─── MATERIAL FOR THIS TASK

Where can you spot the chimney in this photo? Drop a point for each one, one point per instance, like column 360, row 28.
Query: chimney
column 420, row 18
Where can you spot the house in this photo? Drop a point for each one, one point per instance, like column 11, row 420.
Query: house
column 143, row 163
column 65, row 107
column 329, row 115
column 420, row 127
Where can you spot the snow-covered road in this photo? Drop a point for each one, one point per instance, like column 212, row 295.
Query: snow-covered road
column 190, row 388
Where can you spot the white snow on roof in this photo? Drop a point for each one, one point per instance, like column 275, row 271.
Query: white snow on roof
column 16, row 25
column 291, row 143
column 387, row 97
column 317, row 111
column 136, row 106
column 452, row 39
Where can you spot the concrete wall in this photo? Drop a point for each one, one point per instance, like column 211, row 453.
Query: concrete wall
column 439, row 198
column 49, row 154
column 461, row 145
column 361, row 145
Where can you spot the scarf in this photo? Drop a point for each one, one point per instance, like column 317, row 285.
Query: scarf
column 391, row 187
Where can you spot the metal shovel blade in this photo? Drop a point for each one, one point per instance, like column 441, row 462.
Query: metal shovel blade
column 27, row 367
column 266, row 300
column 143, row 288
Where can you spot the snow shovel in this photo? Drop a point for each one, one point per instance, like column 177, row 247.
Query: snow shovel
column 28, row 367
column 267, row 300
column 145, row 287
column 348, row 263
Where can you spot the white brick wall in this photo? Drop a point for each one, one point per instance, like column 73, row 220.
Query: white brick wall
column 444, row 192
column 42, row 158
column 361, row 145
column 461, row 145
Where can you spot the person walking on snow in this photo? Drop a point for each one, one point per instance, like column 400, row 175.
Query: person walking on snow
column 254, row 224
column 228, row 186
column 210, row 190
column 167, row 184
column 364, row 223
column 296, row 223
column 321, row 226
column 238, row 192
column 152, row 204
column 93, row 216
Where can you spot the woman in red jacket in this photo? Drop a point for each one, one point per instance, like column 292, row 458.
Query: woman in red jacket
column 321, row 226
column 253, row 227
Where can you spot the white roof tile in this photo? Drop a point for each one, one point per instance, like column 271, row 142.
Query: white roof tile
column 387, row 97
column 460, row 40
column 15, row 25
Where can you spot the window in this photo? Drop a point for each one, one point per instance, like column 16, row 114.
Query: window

──────

-- EXERCISE DETAILS --
The required answer is a single number: how many lines above hold the string "window".

-- ANSWER BELOW --
2